Etwas versichern oder behaupten und etwas abstreiten oder leugnen sind sprachliche Formen der Willensbekundung.

Zu berichten, daß man gestern Abend bei einer Gesellschaft zu Gast war, ist etwas anderes, als vor Gericht zu versichern, daß man an dem fraglichen Abend da und dort zu Gast (und nicht am Tatort) gewesen ist.

Die Aussage des vereidigten Zeugen, er könne sich nicht erinnern, ob der Tatverdächtige unter den Bankräubern gewesen sei, ist etwas anderes als die Leugnung des bestochenen oder erpreßten Zeugen, den Tatverdächtigen gesehen zu haben. – Die erste Aussage ist nicht inkriminabel, die zweite ein Meineid.

Mittels Umdeutung leugnen, was geschrieben steht – die dekonstruktive Hermeneutik eleganter akademischee Schwätzer.

[AUFGABE A]:
Beantworte anhand des Abschnitts über Behaupten und Leugnen diese Fragen:
(i) Als was bezeichnet der Abschnitt das Versichern oder Behaupten und das Abstreiten oder Leugnen?
(ii) Wo versichert man laut Abschnitt, an dem fraglichen Abend da und dort zu Gast gewesen zu sein?
(iii) Welche Aussage nennt der Abschnitt einen Meineid?
[AUFGABE B]:
Schreib aus dem Abschnitt über Behaupten und Leugnen die Stelle von "Die Aussage des" bis einschließlich "zweite ein Meineid." wortgetreu ab.

[Datensätze]:
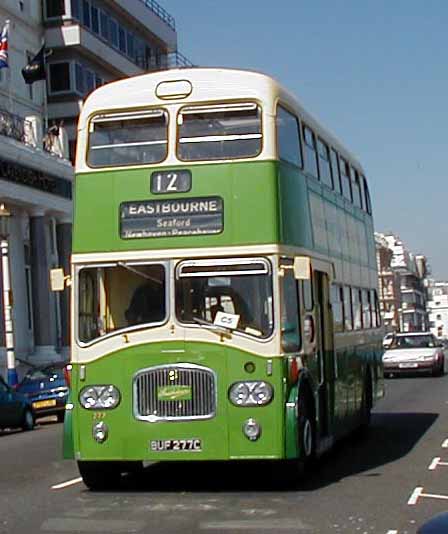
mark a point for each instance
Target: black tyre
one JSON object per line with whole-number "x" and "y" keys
{"x": 367, "y": 402}
{"x": 28, "y": 420}
{"x": 307, "y": 431}
{"x": 291, "y": 471}
{"x": 100, "y": 476}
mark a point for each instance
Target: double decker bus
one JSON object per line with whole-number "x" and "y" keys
{"x": 224, "y": 283}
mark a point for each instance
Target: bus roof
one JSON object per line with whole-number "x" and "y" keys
{"x": 209, "y": 84}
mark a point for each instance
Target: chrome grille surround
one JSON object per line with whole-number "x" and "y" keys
{"x": 202, "y": 381}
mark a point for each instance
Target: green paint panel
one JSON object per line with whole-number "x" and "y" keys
{"x": 248, "y": 190}
{"x": 222, "y": 437}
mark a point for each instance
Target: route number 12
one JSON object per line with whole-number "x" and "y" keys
{"x": 170, "y": 182}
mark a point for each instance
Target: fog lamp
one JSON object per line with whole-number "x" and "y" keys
{"x": 100, "y": 432}
{"x": 252, "y": 430}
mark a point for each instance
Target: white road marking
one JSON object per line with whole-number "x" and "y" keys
{"x": 434, "y": 463}
{"x": 258, "y": 525}
{"x": 415, "y": 495}
{"x": 68, "y": 483}
{"x": 418, "y": 492}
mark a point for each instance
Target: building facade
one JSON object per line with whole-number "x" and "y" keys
{"x": 437, "y": 308}
{"x": 88, "y": 43}
{"x": 93, "y": 42}
{"x": 388, "y": 285}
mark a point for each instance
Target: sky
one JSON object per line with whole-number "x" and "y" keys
{"x": 373, "y": 72}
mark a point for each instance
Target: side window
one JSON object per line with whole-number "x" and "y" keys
{"x": 366, "y": 309}
{"x": 345, "y": 179}
{"x": 310, "y": 152}
{"x": 375, "y": 310}
{"x": 324, "y": 163}
{"x": 335, "y": 170}
{"x": 307, "y": 294}
{"x": 357, "y": 310}
{"x": 356, "y": 188}
{"x": 337, "y": 306}
{"x": 290, "y": 314}
{"x": 348, "y": 317}
{"x": 288, "y": 137}
{"x": 367, "y": 204}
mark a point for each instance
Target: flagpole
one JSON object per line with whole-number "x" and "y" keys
{"x": 45, "y": 92}
{"x": 10, "y": 101}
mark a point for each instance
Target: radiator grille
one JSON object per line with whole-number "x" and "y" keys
{"x": 199, "y": 381}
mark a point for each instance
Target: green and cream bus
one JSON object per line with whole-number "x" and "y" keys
{"x": 224, "y": 283}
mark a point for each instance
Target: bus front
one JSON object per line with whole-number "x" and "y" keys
{"x": 177, "y": 281}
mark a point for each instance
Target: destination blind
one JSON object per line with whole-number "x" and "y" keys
{"x": 173, "y": 217}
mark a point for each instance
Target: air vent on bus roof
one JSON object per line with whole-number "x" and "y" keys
{"x": 174, "y": 89}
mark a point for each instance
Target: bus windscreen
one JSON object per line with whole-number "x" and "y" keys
{"x": 134, "y": 138}
{"x": 230, "y": 131}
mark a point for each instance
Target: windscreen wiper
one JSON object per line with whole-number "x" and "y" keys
{"x": 211, "y": 326}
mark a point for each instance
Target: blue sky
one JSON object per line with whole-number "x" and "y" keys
{"x": 374, "y": 72}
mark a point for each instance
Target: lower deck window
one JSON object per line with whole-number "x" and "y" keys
{"x": 119, "y": 297}
{"x": 244, "y": 289}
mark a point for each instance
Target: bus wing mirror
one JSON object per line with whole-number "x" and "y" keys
{"x": 302, "y": 268}
{"x": 58, "y": 281}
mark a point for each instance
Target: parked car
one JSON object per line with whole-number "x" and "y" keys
{"x": 413, "y": 352}
{"x": 47, "y": 389}
{"x": 387, "y": 340}
{"x": 15, "y": 409}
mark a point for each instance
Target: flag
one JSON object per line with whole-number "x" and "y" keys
{"x": 4, "y": 46}
{"x": 35, "y": 70}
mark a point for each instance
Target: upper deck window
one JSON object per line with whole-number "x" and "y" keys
{"x": 128, "y": 138}
{"x": 226, "y": 131}
{"x": 310, "y": 151}
{"x": 288, "y": 137}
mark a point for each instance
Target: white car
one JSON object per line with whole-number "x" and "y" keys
{"x": 414, "y": 352}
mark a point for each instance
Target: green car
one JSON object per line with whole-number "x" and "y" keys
{"x": 15, "y": 409}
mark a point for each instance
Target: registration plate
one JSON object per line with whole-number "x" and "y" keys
{"x": 44, "y": 404}
{"x": 162, "y": 445}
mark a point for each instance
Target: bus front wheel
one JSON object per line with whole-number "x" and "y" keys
{"x": 100, "y": 475}
{"x": 306, "y": 431}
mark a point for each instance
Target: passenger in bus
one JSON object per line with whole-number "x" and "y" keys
{"x": 147, "y": 304}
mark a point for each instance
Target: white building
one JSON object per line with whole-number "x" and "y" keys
{"x": 437, "y": 307}
{"x": 92, "y": 42}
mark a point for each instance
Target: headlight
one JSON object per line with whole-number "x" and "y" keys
{"x": 250, "y": 393}
{"x": 99, "y": 397}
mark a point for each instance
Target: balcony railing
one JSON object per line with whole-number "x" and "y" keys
{"x": 160, "y": 12}
{"x": 29, "y": 132}
{"x": 13, "y": 126}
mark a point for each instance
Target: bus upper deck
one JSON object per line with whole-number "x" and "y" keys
{"x": 197, "y": 156}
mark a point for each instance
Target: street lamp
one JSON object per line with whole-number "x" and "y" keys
{"x": 7, "y": 295}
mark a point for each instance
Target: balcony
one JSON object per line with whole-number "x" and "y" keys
{"x": 22, "y": 140}
{"x": 160, "y": 12}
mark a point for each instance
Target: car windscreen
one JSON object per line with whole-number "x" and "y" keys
{"x": 133, "y": 138}
{"x": 412, "y": 342}
{"x": 54, "y": 373}
{"x": 217, "y": 132}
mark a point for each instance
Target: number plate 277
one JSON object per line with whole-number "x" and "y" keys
{"x": 162, "y": 445}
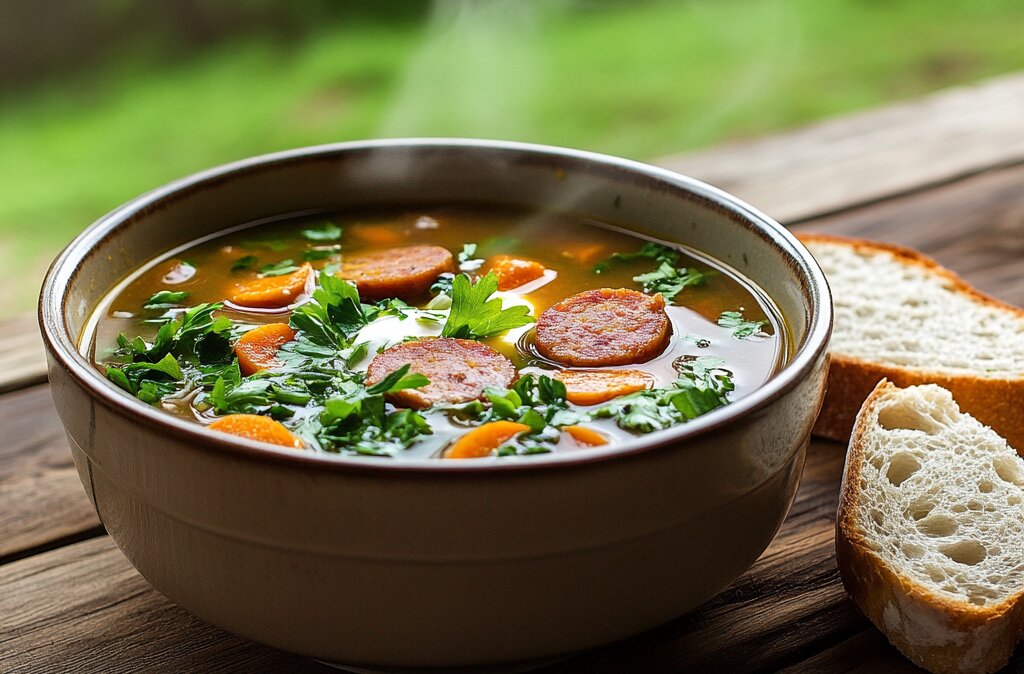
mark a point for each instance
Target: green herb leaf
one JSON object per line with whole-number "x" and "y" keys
{"x": 329, "y": 232}
{"x": 670, "y": 281}
{"x": 741, "y": 328}
{"x": 475, "y": 316}
{"x": 166, "y": 299}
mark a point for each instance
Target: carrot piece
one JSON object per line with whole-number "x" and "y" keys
{"x": 257, "y": 349}
{"x": 378, "y": 235}
{"x": 255, "y": 427}
{"x": 596, "y": 386}
{"x": 514, "y": 271}
{"x": 272, "y": 292}
{"x": 584, "y": 435}
{"x": 483, "y": 439}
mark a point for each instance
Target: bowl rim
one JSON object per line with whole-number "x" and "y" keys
{"x": 64, "y": 351}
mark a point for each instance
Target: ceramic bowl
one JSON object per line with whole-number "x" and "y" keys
{"x": 434, "y": 563}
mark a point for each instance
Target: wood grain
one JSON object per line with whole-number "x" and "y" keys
{"x": 82, "y": 607}
{"x": 42, "y": 499}
{"x": 866, "y": 157}
{"x": 22, "y": 360}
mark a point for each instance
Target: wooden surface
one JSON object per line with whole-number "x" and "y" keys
{"x": 70, "y": 601}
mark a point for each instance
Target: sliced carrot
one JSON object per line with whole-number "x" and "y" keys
{"x": 272, "y": 292}
{"x": 596, "y": 386}
{"x": 257, "y": 349}
{"x": 514, "y": 271}
{"x": 584, "y": 435}
{"x": 483, "y": 439}
{"x": 256, "y": 427}
{"x": 379, "y": 235}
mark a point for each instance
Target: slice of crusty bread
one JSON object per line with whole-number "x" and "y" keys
{"x": 930, "y": 534}
{"x": 901, "y": 316}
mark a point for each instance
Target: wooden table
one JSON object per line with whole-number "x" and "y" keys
{"x": 944, "y": 174}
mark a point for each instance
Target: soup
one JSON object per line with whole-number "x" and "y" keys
{"x": 460, "y": 332}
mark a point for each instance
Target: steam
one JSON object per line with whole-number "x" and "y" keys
{"x": 475, "y": 75}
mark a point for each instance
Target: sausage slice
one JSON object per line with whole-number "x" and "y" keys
{"x": 459, "y": 370}
{"x": 603, "y": 327}
{"x": 406, "y": 272}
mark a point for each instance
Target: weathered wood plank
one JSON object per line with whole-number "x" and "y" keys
{"x": 870, "y": 156}
{"x": 83, "y": 608}
{"x": 22, "y": 360}
{"x": 41, "y": 499}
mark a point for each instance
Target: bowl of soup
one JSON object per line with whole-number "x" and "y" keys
{"x": 437, "y": 403}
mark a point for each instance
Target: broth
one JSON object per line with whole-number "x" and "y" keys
{"x": 723, "y": 332}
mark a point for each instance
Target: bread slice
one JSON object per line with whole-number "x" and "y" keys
{"x": 930, "y": 533}
{"x": 901, "y": 316}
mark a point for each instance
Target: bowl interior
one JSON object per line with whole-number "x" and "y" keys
{"x": 637, "y": 197}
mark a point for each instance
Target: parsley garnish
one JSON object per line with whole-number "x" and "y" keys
{"x": 166, "y": 299}
{"x": 329, "y": 232}
{"x": 670, "y": 281}
{"x": 475, "y": 314}
{"x": 741, "y": 328}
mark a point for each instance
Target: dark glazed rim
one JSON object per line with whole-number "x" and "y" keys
{"x": 62, "y": 345}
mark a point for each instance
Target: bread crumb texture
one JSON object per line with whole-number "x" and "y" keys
{"x": 942, "y": 498}
{"x": 914, "y": 316}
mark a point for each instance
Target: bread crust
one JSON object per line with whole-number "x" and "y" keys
{"x": 941, "y": 634}
{"x": 994, "y": 402}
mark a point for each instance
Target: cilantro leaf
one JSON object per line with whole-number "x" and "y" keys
{"x": 475, "y": 314}
{"x": 166, "y": 299}
{"x": 329, "y": 232}
{"x": 670, "y": 281}
{"x": 741, "y": 328}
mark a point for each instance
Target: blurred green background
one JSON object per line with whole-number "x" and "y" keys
{"x": 101, "y": 99}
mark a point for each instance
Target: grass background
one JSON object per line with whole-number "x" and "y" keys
{"x": 638, "y": 79}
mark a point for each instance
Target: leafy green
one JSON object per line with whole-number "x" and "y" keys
{"x": 358, "y": 422}
{"x": 330, "y": 232}
{"x": 701, "y": 386}
{"x": 475, "y": 316}
{"x": 741, "y": 328}
{"x": 245, "y": 262}
{"x": 279, "y": 268}
{"x": 166, "y": 299}
{"x": 670, "y": 281}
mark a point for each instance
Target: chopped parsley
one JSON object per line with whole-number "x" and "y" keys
{"x": 475, "y": 314}
{"x": 741, "y": 328}
{"x": 670, "y": 281}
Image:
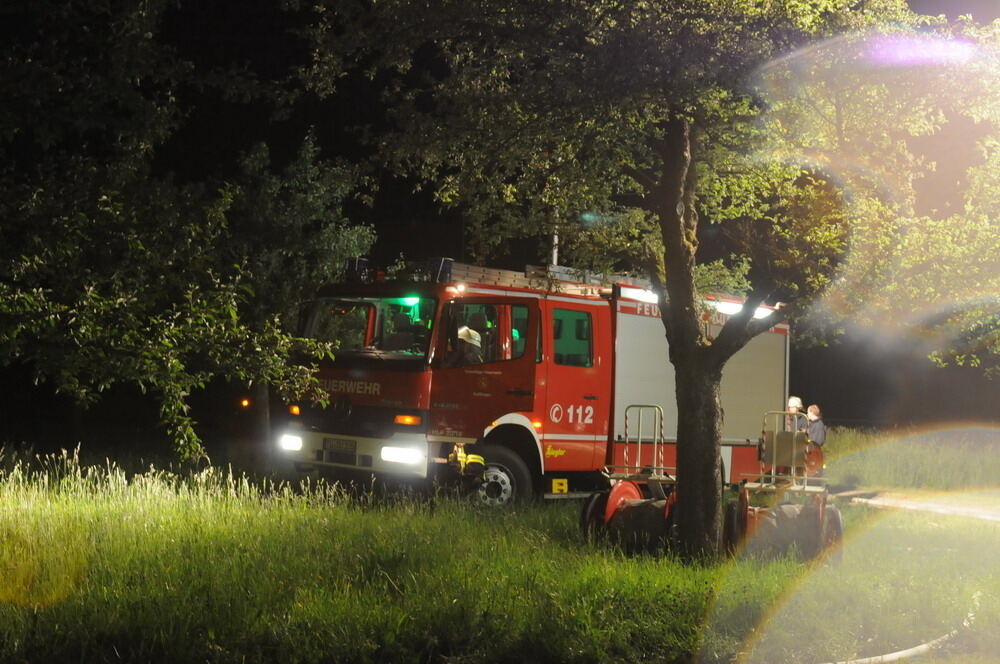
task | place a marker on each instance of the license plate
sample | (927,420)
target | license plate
(340,445)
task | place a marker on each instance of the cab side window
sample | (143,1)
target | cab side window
(573,338)
(472,334)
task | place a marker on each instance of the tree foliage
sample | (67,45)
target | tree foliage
(111,269)
(648,122)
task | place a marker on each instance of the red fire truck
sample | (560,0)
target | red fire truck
(532,371)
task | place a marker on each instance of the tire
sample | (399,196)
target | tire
(592,517)
(833,534)
(732,532)
(506,478)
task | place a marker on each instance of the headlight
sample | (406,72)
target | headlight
(290,442)
(408,455)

[RICHTIGE ANTWORT A]:
(i) Als sprachliche Formen der Willensbekundung.
(ii) Vor Gericht.
(iii) Die Leugnung des bestochenen oder erpreßten Zeugen, den Tatverdächtigen gesehen zu haben.

[RICHTIGE ANTWORT B]:
Die Aussage des vereidigten Zeugen, er könne sich nicht erinnern, ob der Tatverdächtige unter den Bankräubern gewesen sei, ist etwas anderes als die Leugnung des bestochenen oder erpreßten Zeugen, den Tatverdächtigen gesehen zu haben. – Die erste Aussage ist nicht inkriminabel, die zweite ein Meineid.